Excerpt provided:
━━━

As she advocates for victims, Wenskunas said that California needs to improve its outreach to survivors.

“California is not a victim rehabilitation state,” she said. “Legislators are not making laws stronger for victims. A lot of victims are not coming forward for fear of deportation or lack of justice. They think, ‘He’s just going to get off anyway.’”

Victims Still Face Barriers

But the state has made some gains in serving crime victims, according to Robert Rooks, vice president of Californians for Safety and Justice. The organization includes the national Crime Survivors for Safety and Justice network and helps victims influence criminal justice policy. Rooks pointed out that California has expanded its trauma recovery centers for violent crime survivors and that both the Victim of Crime Act and Proposition 47 have routed millions of additional funds to victims as well.

“Crime victims want investments in their communities to stop the cycle of crime,” he said. A major barrier survivors face, Rooks added, is that accessing services too often requires them to interact with law enforcement.

━━━

Collected data

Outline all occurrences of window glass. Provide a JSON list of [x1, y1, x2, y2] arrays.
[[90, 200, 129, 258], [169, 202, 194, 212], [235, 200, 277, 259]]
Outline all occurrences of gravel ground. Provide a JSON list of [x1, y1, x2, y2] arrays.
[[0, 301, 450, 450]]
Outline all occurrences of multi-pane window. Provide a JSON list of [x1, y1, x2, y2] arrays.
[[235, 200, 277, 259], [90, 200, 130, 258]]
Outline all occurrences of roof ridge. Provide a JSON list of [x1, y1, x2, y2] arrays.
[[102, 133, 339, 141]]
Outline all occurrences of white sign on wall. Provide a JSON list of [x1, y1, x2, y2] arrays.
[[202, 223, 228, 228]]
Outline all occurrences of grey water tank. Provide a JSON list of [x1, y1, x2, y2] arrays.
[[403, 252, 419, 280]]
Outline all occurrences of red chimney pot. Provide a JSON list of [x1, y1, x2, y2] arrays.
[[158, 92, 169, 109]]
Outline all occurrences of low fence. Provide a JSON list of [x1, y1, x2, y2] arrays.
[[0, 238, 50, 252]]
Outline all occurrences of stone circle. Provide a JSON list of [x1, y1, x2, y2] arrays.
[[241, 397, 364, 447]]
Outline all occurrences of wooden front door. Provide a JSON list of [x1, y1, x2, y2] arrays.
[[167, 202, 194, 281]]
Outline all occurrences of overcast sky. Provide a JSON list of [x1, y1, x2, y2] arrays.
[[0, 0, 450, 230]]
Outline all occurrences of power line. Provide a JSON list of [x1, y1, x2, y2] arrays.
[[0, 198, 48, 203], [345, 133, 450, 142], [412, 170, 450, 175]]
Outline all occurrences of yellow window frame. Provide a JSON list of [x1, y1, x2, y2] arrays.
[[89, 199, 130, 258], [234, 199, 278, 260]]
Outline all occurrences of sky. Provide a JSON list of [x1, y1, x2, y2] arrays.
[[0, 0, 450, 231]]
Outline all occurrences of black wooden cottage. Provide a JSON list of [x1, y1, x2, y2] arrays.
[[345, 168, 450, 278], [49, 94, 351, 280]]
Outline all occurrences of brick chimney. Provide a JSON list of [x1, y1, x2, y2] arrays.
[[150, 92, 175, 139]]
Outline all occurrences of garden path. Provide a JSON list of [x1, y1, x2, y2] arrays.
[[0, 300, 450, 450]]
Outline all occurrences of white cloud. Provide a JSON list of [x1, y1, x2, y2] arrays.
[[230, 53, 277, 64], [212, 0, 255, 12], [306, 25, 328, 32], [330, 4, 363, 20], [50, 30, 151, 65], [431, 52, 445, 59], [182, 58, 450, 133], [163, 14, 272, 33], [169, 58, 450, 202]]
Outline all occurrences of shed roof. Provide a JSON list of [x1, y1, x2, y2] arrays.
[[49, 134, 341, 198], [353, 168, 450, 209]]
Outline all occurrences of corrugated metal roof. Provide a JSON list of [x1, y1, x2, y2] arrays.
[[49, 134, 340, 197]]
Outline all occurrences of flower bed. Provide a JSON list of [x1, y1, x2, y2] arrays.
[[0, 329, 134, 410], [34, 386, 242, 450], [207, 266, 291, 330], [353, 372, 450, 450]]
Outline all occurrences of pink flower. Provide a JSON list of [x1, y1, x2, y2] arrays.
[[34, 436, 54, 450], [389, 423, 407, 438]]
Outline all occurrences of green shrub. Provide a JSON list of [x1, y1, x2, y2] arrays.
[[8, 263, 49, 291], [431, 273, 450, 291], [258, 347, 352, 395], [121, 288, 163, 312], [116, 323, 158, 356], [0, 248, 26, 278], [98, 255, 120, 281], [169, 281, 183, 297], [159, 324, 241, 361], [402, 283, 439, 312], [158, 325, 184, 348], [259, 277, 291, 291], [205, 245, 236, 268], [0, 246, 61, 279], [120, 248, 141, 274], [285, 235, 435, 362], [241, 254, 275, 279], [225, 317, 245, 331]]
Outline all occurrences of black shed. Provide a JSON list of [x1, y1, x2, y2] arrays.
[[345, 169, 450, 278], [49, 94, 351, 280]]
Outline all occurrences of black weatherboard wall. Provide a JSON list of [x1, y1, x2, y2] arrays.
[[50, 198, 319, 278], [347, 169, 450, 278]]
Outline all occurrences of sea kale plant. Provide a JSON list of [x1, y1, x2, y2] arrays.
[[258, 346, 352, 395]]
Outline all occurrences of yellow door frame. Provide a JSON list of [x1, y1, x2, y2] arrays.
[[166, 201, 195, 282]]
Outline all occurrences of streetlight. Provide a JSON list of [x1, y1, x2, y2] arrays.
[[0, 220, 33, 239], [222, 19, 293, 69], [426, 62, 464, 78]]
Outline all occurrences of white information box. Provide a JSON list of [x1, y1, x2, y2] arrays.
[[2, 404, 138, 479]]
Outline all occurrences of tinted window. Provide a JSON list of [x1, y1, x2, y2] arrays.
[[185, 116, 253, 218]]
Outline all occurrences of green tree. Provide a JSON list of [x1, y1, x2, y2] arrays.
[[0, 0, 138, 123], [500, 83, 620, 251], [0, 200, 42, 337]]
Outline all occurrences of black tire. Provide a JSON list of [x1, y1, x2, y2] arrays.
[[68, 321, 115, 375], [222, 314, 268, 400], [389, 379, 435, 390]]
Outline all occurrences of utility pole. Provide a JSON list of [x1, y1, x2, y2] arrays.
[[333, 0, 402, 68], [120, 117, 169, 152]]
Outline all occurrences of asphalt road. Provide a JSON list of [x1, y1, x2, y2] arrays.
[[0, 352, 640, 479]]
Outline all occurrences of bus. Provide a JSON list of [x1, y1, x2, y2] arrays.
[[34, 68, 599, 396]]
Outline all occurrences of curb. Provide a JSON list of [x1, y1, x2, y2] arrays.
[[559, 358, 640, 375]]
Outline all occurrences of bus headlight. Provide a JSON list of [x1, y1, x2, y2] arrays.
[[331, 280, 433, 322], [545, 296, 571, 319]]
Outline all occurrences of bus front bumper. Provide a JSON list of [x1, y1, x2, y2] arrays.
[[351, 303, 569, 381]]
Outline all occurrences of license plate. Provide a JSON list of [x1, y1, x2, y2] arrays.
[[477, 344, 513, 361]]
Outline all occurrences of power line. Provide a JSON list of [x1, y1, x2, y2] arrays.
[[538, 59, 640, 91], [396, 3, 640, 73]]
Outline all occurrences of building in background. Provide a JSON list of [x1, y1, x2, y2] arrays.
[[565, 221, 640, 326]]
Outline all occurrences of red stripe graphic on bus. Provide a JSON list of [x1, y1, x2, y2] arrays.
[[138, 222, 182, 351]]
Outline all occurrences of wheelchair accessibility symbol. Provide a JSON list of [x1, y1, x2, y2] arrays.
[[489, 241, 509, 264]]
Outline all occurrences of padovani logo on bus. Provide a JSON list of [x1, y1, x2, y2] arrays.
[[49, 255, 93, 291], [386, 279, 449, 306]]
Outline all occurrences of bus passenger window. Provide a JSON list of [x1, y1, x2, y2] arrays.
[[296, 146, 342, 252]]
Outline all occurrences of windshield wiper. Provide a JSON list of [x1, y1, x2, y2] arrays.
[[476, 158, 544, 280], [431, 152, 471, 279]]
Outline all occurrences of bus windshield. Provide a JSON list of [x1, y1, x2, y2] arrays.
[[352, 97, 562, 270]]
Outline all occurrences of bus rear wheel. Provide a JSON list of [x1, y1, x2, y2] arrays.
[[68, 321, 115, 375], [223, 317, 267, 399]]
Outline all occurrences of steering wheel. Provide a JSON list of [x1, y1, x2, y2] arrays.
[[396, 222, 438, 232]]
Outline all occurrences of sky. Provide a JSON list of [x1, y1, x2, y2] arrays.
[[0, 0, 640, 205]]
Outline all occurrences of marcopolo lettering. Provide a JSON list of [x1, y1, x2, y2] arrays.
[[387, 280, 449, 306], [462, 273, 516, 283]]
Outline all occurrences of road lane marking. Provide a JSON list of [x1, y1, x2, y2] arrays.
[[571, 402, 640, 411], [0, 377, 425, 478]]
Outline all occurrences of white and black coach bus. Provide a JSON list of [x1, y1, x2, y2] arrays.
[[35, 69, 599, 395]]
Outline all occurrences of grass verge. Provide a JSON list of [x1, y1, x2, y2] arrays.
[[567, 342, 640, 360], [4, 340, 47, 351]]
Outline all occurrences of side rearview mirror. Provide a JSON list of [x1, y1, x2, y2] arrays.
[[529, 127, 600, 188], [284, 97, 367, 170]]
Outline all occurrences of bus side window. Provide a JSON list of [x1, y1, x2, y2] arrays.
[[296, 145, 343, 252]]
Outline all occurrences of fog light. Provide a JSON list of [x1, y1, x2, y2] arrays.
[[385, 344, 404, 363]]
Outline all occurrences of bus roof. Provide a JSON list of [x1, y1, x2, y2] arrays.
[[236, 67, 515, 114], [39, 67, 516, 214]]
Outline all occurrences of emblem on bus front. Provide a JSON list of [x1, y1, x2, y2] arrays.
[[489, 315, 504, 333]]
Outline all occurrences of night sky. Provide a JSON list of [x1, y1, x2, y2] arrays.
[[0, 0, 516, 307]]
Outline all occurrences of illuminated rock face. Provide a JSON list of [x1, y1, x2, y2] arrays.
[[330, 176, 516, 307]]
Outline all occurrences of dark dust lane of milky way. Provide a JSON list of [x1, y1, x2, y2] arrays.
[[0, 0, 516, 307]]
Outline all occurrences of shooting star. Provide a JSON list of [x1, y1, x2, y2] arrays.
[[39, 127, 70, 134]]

━━━

Directions: Quote, word for word, the part of the crime-victims excerpt that opens with the words containing "But the state" and closes with "with law enforcement.".

Problem solution:
But the state has made some gains in serving crime victims, according to Robert Rooks, vice president of Californians for Safety and Justice. The organization includes the national Crime Survivors for Safety and Justice network and helps victims influence criminal justice policy. Rooks pointed out that California has expanded its trauma recovery centers for violent crime survivors and that both the Victim of Crime Act and Proposition 47 have routed millions of additional funds to victims as well.

“Crime victims want investments in their communities to stop the cycle of crime,” he said. A major barrier survivors face, Rooks added, is that accessing services too often requires them to interact with law enforcement.